EXCERPT PROVIDED:
##############################

Studio album by Arooj Aftab
- Released: May 31, 2024
- Genre: Pakistani folk music; bebop jazz;
- Length: 48:43
- Language: Urdu, English
- Label: Verve
- Producer: Arooj Aftab

Arooj Aftab chronology
| Love in Exile (with Vijay Iyer and Shahzad Ismaily) (2023) | Night Reign (2024) |  |

Singles from Night Reign
- "Raat Ki Rani" Released: April 18, 2024; "Whiskey" Released: May 7, 2024;

= Night Reign =

Night Reign is the fourth studio album by Pakistani singer and composer Arooj Aftab, released on May 31, 2024, by Verve Records. It was preceded by two singles, "Raat Ki Rani" and "Whiskey", with the former receiving a music video directed by Tessa Thompson.

Originally conceived as an album centering the Urdu-language poetry of Mah Laqa Bai Chanda, Night Reign has two songs based on Bai's words, as well and Urdu and English lyrics, some original and others based on other poets. The album features contributions from Gyan Riley, Kaki King, Maeve Gilchrist, Jamey Haddad, and Petros Klampanis, as well as guest musicians including Vijay Iyer, Shahzad Ismaily, Moor Mother, Elvis Costello, and Thompson's father Chocolate Genius, Inc.

The album consists of Pakistani folk music and bebop jazz, and centers thematically on darkness and the nighttime. It was received positively by critics who called the album experimental and said it deepened and expanded Aftab's sound. It was nominated twice at the 67th Annual Grammy Awards.

##############################

GIVEN INFORMATION:
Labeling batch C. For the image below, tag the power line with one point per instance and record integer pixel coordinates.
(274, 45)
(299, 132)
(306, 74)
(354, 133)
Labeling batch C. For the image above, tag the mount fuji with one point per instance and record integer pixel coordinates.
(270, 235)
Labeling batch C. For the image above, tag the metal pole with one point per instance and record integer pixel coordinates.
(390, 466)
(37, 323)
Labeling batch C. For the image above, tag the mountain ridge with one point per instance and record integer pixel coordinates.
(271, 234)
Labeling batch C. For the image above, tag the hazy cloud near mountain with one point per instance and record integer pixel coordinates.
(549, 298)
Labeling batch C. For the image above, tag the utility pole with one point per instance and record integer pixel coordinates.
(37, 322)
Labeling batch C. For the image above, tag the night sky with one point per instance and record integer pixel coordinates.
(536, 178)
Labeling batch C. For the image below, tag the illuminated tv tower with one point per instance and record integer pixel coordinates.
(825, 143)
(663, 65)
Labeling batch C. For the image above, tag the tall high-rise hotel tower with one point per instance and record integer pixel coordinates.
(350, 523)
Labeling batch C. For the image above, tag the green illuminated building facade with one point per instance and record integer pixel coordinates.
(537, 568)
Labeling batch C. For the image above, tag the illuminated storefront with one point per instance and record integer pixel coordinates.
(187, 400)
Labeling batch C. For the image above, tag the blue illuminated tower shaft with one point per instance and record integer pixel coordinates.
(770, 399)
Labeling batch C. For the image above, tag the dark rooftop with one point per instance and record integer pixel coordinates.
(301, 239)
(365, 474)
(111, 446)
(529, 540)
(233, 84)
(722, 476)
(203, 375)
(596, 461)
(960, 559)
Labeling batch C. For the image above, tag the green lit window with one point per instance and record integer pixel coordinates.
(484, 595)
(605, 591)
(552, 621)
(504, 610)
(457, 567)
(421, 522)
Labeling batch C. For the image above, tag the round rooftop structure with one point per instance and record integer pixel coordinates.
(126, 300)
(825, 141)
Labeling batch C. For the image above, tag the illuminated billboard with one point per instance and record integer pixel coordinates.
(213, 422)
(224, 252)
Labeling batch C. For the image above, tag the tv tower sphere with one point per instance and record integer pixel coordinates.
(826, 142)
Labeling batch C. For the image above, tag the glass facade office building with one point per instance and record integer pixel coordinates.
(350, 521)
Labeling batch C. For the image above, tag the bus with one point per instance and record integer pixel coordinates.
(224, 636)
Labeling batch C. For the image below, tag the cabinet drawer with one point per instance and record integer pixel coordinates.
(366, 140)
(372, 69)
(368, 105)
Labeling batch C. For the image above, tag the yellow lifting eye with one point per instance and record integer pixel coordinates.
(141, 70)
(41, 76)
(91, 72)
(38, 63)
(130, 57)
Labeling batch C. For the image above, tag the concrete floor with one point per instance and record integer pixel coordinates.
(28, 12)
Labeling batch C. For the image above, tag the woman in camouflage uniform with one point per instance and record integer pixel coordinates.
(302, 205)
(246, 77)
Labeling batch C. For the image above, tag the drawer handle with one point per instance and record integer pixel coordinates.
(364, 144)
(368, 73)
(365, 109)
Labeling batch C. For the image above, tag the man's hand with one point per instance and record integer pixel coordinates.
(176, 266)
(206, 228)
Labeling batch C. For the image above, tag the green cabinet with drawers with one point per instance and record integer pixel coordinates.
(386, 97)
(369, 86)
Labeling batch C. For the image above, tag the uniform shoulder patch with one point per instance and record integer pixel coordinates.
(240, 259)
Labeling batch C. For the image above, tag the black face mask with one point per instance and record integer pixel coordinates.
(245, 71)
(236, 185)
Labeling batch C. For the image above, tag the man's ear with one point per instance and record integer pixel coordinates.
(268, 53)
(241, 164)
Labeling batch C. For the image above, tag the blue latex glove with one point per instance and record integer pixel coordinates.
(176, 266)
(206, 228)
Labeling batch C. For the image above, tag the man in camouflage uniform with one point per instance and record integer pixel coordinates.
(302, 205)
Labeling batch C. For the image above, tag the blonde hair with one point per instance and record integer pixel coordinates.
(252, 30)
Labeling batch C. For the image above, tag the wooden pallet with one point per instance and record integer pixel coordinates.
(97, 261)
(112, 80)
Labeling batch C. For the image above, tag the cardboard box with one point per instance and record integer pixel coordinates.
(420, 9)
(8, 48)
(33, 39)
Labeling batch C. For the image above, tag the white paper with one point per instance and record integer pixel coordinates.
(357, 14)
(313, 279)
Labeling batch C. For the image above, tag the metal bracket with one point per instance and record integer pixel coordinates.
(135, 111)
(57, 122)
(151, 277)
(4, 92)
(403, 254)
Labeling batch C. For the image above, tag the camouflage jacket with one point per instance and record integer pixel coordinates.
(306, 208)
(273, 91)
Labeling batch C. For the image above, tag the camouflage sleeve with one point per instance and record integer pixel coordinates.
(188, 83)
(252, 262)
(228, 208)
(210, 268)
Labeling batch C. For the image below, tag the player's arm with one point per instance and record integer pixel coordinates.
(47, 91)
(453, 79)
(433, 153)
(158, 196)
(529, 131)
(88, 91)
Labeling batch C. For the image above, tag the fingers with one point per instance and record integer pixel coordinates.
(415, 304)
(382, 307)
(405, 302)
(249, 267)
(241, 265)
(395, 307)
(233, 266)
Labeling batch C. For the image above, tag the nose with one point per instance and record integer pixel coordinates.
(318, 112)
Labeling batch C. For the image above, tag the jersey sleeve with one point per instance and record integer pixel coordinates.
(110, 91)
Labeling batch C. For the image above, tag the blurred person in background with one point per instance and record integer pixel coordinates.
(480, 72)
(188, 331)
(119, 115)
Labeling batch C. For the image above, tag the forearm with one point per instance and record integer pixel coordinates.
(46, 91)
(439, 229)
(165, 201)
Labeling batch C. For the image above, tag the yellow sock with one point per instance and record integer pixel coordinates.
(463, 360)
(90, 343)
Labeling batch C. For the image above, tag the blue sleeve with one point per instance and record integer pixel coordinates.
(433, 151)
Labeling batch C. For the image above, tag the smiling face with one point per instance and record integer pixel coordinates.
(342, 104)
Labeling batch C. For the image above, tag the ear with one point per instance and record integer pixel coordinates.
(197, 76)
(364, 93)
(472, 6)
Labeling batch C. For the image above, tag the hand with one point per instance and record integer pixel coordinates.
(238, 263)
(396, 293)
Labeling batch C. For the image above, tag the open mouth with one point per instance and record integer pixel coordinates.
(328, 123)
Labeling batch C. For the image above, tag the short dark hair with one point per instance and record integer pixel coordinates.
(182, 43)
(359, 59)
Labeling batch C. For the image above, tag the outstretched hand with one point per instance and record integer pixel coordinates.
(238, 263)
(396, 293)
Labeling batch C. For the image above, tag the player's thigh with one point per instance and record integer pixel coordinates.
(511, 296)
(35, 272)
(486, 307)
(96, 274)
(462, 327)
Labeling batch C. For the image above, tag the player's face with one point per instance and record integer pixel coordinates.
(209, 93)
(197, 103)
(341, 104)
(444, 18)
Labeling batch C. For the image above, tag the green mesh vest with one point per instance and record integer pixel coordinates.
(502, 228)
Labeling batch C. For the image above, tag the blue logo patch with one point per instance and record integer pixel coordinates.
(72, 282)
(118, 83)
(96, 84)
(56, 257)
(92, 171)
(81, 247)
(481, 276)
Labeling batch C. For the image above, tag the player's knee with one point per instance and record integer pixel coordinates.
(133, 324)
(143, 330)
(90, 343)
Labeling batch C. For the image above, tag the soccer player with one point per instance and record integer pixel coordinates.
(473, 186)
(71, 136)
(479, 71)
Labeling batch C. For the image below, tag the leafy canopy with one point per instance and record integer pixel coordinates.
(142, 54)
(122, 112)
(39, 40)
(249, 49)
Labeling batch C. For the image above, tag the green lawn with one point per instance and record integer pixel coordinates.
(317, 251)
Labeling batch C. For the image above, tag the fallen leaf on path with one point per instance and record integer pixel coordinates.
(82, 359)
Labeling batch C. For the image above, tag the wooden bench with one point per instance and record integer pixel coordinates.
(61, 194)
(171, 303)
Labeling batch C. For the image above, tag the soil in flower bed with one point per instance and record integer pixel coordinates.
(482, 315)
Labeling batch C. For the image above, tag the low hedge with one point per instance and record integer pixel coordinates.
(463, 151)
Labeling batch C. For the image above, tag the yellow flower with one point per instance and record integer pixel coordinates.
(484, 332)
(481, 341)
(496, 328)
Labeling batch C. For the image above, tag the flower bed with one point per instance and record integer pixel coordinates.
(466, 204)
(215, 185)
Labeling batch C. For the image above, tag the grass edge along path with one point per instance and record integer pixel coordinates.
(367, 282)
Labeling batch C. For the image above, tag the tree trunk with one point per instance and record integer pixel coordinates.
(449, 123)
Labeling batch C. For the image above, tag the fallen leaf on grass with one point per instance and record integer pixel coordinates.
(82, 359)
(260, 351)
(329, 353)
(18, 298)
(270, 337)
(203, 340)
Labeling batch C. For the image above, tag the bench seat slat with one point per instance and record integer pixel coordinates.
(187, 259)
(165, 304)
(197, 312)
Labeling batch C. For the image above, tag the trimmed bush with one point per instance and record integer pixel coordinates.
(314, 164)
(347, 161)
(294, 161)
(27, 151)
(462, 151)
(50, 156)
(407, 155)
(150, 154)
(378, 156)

##############################

SHORT TASK A: In the Night Reign article, who directed the music video for "Raat Ki Rani"?
SHORT TASK B: Pick up the Night Reign article after its final sentence and keep writing it.

EXERCISE ANSWER A: Tessa Thompson

EXERCISE ANSWER B:
== Background ==
Night Reign follows Aftab's breakthrough album, 2021's Vulture Prince, for which she became the first Pakistani Grammy winner, got a song placed on Barack Obama's 2021 summer playlist, and signed to Verve Records. With all the excitement around the album, Aftab grew worried about following it up with her next album which "need[ed] to be better, or at least the same... or at least it really needs to not suck. You know, when you have a record that people really love, you're kind of fucked, because the next one has to be equally good or better. And that's really scary. My mind was preoccupied with how to take the sound further." Her original plans for the follow-up were an album centering the poetry of Mah Laqa Bai Chanda, the first female Urdu poet to publish a collection of her own work, whose poetry had not been set to music before, but the challenge stopped feeling creatively stimulating, so she abandoned it and kept two songs from it, "Na Gul" and "Saaqi".

== Writing and recording ==
Aftab brought a host of collaborators in for the record, including harpist Maeve Gilchrist, bassist Petros Klampanis, poet Moor Mother for a guest verse on "Bolo Na", and Elvis Costello playing the Wurlitzer on "Last Night Reprise". Costello previously called Vulture Prince one of his cultural highlights of 2021. Several songs also include work from percussionist Jamey Haddad, with Aftab bringing him in to help those songs have more groove. The album also sees Aftab embracing the piano, her least favorite instrument which she calls "so fucking corny", after having toured with pianist Vijay Iyer for their collaborative album Love in Exile.

The song "Last Night Reprise" is a revamp of the Vulture Prince song "Last Night". The new version originated on tour for Vulture Prince, where the band couldn't play "Last Night" in its original reggae style because they didn't have a drum kit. Klampanis wrote a new bassline which became the basis for the new version. Aftab compared it to the alternate versions of "Baghon Main" on Vulture Prince and the album before it, Bird Underwater, and said she would keep doing that on future albums.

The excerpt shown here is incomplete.